◆ **Your objective**:
Determine the number of lines below that contain the string "rear", and state only that number.

◆ **Provided data**:
►

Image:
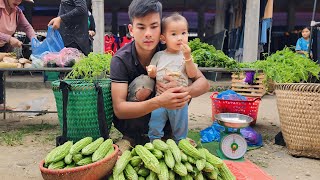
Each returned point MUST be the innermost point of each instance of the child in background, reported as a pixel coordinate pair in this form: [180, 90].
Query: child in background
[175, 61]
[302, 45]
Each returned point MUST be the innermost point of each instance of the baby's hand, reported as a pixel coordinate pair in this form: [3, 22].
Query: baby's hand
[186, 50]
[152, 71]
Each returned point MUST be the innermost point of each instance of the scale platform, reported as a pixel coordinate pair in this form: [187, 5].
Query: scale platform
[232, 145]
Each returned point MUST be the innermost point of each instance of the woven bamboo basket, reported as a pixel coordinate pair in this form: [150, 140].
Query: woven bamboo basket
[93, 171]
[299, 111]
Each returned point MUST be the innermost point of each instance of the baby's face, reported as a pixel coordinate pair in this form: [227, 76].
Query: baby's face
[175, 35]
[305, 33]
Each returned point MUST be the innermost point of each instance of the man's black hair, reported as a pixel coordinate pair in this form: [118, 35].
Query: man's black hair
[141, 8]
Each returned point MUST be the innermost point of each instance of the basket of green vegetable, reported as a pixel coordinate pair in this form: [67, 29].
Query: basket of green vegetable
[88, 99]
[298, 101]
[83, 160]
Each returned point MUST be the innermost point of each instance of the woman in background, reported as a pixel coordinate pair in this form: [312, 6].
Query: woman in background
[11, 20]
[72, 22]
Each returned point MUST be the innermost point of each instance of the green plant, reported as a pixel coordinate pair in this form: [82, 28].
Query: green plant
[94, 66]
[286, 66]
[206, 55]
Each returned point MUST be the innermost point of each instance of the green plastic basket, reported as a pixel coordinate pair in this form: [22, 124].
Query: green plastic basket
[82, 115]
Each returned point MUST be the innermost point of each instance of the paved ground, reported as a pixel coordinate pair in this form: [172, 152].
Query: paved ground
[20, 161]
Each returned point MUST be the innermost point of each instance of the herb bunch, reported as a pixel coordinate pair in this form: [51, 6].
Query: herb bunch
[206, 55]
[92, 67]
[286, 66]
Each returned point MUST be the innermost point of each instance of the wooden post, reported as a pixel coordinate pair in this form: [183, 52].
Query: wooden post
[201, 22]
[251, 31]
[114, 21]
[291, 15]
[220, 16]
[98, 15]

◄
►

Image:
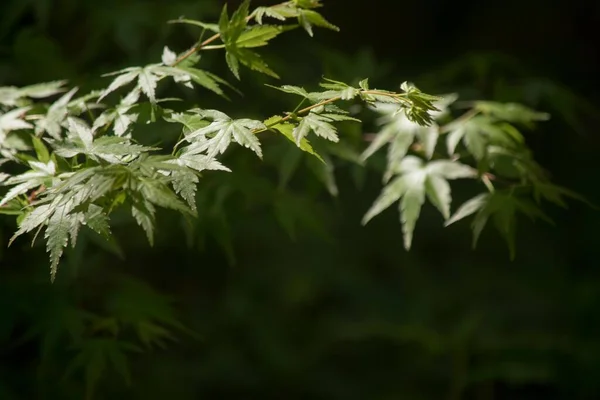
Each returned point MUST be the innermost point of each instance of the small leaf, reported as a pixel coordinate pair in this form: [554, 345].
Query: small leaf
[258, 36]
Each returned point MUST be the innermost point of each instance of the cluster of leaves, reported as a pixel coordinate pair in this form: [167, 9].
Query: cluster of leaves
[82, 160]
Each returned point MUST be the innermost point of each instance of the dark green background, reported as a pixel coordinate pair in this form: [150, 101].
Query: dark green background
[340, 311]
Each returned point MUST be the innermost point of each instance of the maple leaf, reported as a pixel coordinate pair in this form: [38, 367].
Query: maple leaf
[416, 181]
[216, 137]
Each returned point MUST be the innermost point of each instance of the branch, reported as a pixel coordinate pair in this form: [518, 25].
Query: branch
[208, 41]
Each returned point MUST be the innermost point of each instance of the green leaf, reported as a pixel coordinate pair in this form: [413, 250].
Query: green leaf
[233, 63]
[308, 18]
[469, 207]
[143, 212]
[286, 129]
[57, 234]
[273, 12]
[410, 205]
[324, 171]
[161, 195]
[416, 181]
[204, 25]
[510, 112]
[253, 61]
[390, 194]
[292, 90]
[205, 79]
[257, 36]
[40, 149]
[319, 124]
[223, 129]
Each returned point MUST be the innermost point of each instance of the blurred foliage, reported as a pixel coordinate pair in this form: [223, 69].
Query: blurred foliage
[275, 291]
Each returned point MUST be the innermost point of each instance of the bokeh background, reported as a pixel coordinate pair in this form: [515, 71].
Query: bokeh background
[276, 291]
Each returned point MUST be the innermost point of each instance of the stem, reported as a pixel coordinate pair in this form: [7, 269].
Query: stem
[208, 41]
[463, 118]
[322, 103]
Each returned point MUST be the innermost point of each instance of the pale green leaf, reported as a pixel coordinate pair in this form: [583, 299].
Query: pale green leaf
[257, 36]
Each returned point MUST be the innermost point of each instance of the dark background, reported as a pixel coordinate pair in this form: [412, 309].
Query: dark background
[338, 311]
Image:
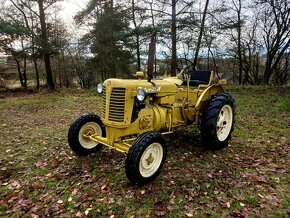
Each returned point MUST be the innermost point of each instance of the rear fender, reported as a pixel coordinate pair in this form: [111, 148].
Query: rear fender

◄
►

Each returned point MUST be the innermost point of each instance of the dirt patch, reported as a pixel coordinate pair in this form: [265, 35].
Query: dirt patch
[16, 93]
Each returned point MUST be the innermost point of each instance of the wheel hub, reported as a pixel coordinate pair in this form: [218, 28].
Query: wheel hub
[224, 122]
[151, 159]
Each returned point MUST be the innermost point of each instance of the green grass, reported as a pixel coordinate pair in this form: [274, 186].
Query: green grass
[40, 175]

◄

◆ **Answer box**:
2